RECORDS FOR THE TASK –
--- BEGIN ---

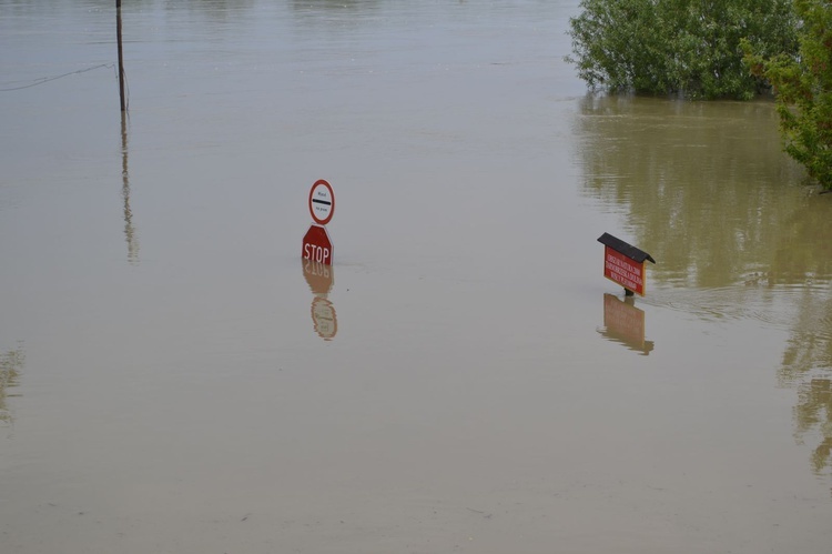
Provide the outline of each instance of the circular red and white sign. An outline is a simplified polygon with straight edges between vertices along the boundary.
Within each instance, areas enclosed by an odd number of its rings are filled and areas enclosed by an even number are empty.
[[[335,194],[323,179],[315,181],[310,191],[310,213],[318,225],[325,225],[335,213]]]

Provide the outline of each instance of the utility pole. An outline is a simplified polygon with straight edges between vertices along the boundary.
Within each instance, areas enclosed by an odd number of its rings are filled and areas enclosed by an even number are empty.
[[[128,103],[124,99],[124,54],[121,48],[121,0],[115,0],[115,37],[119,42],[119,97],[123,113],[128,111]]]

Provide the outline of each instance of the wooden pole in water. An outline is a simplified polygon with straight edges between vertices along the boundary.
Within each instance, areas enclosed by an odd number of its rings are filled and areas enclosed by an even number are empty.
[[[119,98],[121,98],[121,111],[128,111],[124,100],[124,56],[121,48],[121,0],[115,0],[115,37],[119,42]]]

--- END ---
--- BEGIN ---

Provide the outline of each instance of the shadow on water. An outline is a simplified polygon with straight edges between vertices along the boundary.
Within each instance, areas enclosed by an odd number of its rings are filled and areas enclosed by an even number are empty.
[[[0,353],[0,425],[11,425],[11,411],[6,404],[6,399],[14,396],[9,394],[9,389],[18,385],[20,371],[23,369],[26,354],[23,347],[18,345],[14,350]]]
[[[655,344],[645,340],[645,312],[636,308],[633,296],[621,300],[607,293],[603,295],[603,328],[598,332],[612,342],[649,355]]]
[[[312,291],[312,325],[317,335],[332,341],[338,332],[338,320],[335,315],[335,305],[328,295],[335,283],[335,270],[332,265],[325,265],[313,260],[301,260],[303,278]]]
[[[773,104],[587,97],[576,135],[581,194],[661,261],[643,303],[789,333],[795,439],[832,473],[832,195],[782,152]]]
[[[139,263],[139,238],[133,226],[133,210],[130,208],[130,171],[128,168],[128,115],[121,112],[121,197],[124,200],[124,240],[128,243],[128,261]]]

--- END ---
--- BEGIN ---

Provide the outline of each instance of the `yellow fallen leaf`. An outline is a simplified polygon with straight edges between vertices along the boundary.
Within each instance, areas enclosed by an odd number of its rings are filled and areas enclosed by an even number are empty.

--- END ---

WRITTEN PROBLEM –
Pick out and copy every line in the records above that contains the word "shadow".

OUTPUT BELOW –
Provide the outline of each instance of the shadow on water. An outline is a simplified polygon with straight edges between vertices along the boundary.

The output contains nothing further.